(Data extracted from a collection)
^^^^
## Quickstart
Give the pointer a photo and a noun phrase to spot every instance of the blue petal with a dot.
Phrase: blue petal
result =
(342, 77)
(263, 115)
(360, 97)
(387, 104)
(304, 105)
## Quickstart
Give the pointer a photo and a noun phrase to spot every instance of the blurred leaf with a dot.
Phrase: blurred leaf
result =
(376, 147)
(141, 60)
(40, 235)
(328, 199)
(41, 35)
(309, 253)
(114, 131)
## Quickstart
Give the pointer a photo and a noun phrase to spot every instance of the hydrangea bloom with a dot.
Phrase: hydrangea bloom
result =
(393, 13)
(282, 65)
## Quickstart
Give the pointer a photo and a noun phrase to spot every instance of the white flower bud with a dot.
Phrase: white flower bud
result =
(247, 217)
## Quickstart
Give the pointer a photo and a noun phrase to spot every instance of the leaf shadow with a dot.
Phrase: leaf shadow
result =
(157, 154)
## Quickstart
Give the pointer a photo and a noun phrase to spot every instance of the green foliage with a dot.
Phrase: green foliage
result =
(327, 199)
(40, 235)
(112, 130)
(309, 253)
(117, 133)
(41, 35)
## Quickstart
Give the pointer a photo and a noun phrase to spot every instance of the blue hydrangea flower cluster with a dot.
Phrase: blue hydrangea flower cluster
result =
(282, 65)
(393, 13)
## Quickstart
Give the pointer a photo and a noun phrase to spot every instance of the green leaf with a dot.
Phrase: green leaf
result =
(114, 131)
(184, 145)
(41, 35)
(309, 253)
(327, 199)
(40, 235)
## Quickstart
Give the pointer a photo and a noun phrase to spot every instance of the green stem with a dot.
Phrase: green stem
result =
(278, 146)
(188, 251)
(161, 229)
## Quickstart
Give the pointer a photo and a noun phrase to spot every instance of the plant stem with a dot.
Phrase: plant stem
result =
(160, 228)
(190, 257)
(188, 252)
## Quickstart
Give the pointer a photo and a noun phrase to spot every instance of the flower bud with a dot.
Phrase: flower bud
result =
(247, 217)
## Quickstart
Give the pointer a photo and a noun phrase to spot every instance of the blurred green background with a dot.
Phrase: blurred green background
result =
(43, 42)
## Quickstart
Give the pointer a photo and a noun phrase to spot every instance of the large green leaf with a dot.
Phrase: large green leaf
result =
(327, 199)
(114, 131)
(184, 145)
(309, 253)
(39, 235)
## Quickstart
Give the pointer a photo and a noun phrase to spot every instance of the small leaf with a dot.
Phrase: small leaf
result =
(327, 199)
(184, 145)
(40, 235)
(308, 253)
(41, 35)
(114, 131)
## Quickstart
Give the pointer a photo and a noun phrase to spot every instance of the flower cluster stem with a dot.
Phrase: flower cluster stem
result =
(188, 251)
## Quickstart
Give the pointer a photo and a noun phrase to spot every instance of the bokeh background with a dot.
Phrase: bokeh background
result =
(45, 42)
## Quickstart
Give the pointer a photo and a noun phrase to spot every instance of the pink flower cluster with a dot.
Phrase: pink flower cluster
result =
^^^^
Aim of the exercise:
What lines in the entries above include the string "small"? Return each one.

Solution to the problem:
Give the pointer a photo and a noun phrase to spot every instance of the small leaf with a dot.
Phrase: small leaf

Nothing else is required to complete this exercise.